++++ PAGE ++++

For my own biographical edification, I’ll detail my food history (the activism part is a whole other story). And, for your reading pleasure, I’ll make it brief.

It started in Indianapolis, pre trash throwing days with an education in fresh food. As a young girl and tween my parents grew a variety of vegetables in our backyard: carrots, kohlrabi, green beans, tomatoes, green peppers, sweet corn and strawberries. I spent many a summer day eating mulberries right off the tree in our suburban yard and sampling tomatoes from the vine. (Who doesn’t love the smell of a tomato leaf plucked from the stalk?) We supplemented Mom’s favorite canned soups and casserole recipes with our bounty. We never had much money so I can imagine the garden helped out a lot when times were particularly lean. And, they were often lean. The vegetable patch and times spent in the garden with my Mom, Dad, brother and sisters remain amongst my fondest memories.

In high school, I worked for a small pizza hot spot in Broad Ripple Village (my neighborhood on the Northside) called Bazbeaux. I became enthralled with the rush of food service culture and the flavor of their creamy cucumber dressing – it tasted like real cucumbers. And, guess what? It’s because they made it with real cucumbers. Schilling pizza with “gourmet” fresh ingredients gave me daily access to new food flavors. I also worked for a small catering company owned by a friend’s mom. I was Claudette’s right hand gal and learned a lot about cooking for and serving big groups, especially in Kosher kitchens. And, it was during this time, when I drove my friends around after school in my Oldsmobile Cutlass Supreme, en route to tennis matches and make-out sessions, that I was the litterbug – high on teenage angst and addicted to my own melodrama. In retrospect I simply lived the way everyone else did: ordered my food at the drive thru, ate it in my car and threw the trash out the window. Same with the cigarettes I smoked – out the window so they wouldn’t fill up the ashtray I didn’t want be obligated to empty.

++++ DATASET CONTENT ++++

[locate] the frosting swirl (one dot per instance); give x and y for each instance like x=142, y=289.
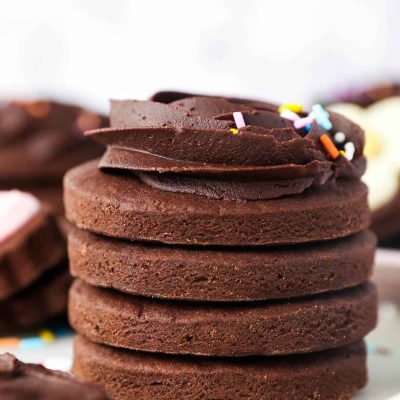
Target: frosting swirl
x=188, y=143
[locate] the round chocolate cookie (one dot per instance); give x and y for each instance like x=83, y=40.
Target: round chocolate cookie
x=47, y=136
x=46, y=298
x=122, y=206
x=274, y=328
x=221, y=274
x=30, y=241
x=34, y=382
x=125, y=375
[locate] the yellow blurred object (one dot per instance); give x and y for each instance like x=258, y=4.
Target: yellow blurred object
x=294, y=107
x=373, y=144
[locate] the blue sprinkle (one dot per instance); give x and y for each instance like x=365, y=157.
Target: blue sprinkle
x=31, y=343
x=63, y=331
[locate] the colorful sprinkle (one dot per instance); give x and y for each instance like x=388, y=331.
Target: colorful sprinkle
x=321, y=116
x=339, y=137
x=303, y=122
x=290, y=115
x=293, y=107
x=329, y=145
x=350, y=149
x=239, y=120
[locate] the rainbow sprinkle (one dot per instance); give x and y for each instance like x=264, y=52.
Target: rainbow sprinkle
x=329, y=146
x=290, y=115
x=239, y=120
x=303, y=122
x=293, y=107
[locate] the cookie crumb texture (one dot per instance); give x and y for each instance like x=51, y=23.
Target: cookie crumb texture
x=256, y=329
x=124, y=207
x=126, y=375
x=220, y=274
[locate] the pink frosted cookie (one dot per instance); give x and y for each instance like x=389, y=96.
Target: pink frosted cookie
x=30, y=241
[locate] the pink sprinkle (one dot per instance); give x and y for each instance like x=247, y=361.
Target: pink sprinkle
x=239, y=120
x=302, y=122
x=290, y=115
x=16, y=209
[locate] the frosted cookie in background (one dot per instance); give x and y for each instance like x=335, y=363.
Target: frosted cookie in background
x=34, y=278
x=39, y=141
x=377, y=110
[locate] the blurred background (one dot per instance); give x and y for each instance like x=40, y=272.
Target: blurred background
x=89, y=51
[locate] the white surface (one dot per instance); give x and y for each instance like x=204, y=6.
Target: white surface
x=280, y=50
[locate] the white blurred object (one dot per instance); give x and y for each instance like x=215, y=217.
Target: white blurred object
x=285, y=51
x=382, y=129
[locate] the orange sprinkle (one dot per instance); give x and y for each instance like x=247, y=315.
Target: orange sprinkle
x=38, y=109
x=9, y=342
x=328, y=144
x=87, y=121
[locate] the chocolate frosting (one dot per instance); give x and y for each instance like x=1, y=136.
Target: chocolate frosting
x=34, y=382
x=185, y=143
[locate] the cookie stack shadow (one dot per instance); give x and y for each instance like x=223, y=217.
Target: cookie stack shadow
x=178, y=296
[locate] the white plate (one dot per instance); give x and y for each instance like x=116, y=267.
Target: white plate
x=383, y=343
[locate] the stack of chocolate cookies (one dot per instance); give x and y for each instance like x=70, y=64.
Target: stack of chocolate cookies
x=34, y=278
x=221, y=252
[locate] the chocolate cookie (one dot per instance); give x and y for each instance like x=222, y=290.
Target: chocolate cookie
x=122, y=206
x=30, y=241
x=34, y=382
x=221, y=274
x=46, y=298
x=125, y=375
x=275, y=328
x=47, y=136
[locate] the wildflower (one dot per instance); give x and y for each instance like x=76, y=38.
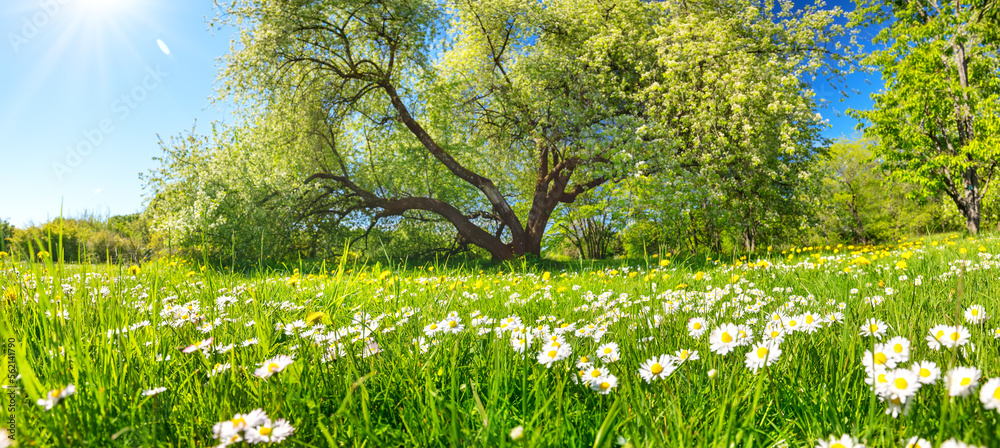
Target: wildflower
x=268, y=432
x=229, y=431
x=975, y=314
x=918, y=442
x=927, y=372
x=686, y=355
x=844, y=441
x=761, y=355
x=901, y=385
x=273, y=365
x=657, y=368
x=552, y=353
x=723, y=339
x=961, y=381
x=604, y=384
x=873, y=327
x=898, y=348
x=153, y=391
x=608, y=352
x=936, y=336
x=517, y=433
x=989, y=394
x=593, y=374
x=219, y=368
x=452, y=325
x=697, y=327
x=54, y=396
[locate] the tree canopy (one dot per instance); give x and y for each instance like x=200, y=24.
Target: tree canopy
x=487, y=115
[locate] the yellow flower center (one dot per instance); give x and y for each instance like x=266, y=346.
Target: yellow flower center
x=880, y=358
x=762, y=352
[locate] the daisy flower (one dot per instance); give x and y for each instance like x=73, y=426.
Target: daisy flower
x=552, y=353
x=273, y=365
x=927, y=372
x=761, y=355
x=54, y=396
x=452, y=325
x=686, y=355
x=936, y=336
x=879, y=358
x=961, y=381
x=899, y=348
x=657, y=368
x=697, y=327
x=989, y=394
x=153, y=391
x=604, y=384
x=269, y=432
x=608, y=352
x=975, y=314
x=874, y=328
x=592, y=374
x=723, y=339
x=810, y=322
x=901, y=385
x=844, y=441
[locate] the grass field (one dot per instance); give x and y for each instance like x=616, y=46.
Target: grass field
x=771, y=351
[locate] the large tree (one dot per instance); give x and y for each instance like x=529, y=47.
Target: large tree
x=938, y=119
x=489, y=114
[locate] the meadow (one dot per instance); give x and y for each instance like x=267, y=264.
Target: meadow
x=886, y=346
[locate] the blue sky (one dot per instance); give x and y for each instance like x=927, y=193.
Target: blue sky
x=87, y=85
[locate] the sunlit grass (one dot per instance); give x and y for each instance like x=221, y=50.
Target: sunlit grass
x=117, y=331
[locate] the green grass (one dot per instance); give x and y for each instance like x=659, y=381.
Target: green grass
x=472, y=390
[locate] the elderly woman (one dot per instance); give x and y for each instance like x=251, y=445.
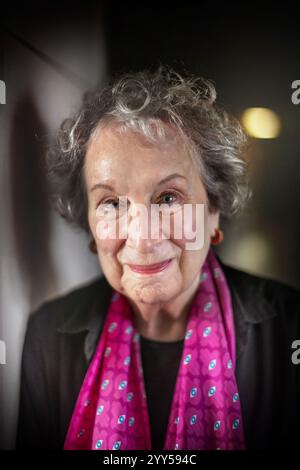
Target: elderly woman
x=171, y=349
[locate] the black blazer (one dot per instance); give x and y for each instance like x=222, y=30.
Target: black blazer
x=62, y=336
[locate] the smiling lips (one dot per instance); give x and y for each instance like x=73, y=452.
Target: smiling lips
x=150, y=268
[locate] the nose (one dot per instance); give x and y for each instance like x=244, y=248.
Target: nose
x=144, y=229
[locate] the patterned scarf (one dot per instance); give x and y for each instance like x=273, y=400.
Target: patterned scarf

++++

TASK TO CARRY OUT: Please carry on the personal food history about the Indianapolis garden and the job at Bazbeaux, picking up right after its final sentence.

RESPONSE BELOW:
At Indiana University, hanging with a slightly more sophisticated crowd and afraid of the freshman 15 (the pounds you gain your first year), I cleaned up my act a bit and curbed the fast food dining. Barely managing to feed myself a favorite rice and soy sauce combo, I earned my keep with more catering and pizza parlor work. Then, the summer before junior year, I found myself managing a kitchen for a canoe outfitter in Ely, Minnesota. I wanted a challenge and a completely different, out-of-the-box experience. And, it was in Ely that I finally engaged with the outdoors. Prior to this time I thought I would never want to have a connection to the woods or earth. Like I had a choice. I would tell friends that for me to go for a hike I’d need to be encased in a glass box. I was afraid of bugs and dew and bear, and moose to be sure! But a summer swimming in clean lakes, social hikes after dinner, black flies eating me alive, picking leeches off my thighs and waking at 3 a.m. to watch the Northern Lights transformed me. I shed my city ways and became one with the wild. Then, I spent the summer before senior year in Florence Italy, eating simple food – another wake up call. By then, my littering days were over. Fast food took more shedding.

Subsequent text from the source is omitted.